--- Tarefa proposta ---
Transcreva do artigo sobre a ética na justiça brasileira o trecho entre "Chicaneiros e canalhas" e "deslinde dos fatos.", inclusive.

--- Fonte ---

------------------------

Até onde é possível permitir que o direito seja instrumentalizado pela canalhice?
Por Antonio Fernando Pinheiro Pedro*
No lodaçal da política brasileira, a ética já sucumbiu.
A morte da ética atinge a Administração da Justiça e conspurca a advocacia.
Este artigo aborda a deformação sofrida pelos operadores da justiça, cujos efeitos afetam a estabilidade e vigência do próprio Estado de Direito no Brasil.
Chicaneiros e canalhas
Desde sempre há profissionais do direito que detém posturas canalhas e sarcásticas. Arrogantes responsáveis por estimular profunda distorção de valores na justiça e na advocacia. No Brasil, entretanto, a falha moral parece hoje constituir requisito.
A instrumentalização nociva de princípios caros ao Direito, sujeita a norma jurídica a interpretações manipuladas, que protegem poderosos ou projetam ativistas. Isso ocorre na exata proporção da lassidão moral das Instituições.
Deontologicamente, há certa tolerância no mundo jurídico para com a chicana – quando resulta do desespero ou visa “ganhar tempo” na busca de elementos que realmente importem ao deslinde dos fatos.
No entanto, a chicana torna-se molecagem intolerável quando desmoraliza instituições, usa má-fé, garante manobra capciosa e utiliza trapaça ou tramoia para obstar o efetivo cumprimento da lei ou obstruir a justiça.
Essa molecagem parece estar sendo deliberadamente inoculada na cultura judiciária nacional, elevando a chicana à categoria de jurisprudência.
A Pirâmide da Arrogância
Essa degradação não é só moral, ela tem origem no fenômeno social que denomino “pirâmide da arrogância” – estrutura comportamental cuja base exclui quem pensa diferente e o vértice só admite ouvir quem reproduz o pensamento que já está ali sedimentado.
Esse comportamento estrutural reproduz mediocridades e provoca sucessão de desastres.
A pirâmide nos transforma em párias nos processos globais que deveríamos protagonizar.
A síndrome da arrogância afeta a Administração da Justiça. Ela gera arbitrariedade recalcitrante e provoca a ascenção sinérgica de operadores escolhidos justamente pela falta de méritos.
A desonestidade intelectual é incrementada pelo comodismo burocrático, paradoxalmente estimulado pelo ativismo idiota e comprometedor. Ocasiona estragos profundos no equilíbrio de poderes da república. Esfarela a credibilidade da Justiça.

------------------------

--- Dados fornecidos ---
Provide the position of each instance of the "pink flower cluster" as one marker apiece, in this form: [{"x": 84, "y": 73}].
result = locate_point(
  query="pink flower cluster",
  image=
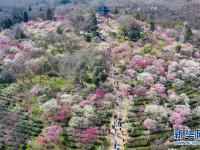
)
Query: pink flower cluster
[
  {"x": 100, "y": 93},
  {"x": 124, "y": 89},
  {"x": 139, "y": 63},
  {"x": 53, "y": 133},
  {"x": 197, "y": 54},
  {"x": 171, "y": 76},
  {"x": 63, "y": 113},
  {"x": 121, "y": 48},
  {"x": 150, "y": 123},
  {"x": 159, "y": 88},
  {"x": 18, "y": 97},
  {"x": 140, "y": 91},
  {"x": 37, "y": 68},
  {"x": 160, "y": 66},
  {"x": 88, "y": 136},
  {"x": 179, "y": 115}
]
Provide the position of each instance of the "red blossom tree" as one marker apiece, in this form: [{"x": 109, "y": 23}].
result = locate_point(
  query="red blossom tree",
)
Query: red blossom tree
[{"x": 88, "y": 136}]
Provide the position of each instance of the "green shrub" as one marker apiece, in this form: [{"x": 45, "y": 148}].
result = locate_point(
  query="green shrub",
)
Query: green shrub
[
  {"x": 59, "y": 30},
  {"x": 88, "y": 38}
]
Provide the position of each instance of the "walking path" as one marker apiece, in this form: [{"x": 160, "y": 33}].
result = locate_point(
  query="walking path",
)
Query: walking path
[{"x": 118, "y": 134}]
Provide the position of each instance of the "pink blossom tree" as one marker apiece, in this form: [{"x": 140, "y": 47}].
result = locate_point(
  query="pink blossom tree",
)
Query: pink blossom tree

------------------------

--- Resposta esperada ---
Chicaneiros e canalhas
Desde sempre há profissionais do direito que detém posturas canalhas e sarcásticas. Arrogantes responsáveis por estimular profunda distorção de valores na justiça e na advocacia. No Brasil, entretanto, a falha moral parece hoje constituir requisito.
A instrumentalização nociva de princípios caros ao Direito, sujeita a norma jurídica a interpretações manipuladas, que protegem poderosos ou projetam ativistas. Isso ocorre na exata proporção da lassidão moral das Instituições.
Deontologicamente, há certa tolerância no mundo jurídico para com a chicana – quando resulta do desespero ou visa “ganhar tempo” na busca de elementos que realmente importem ao deslinde dos fatos.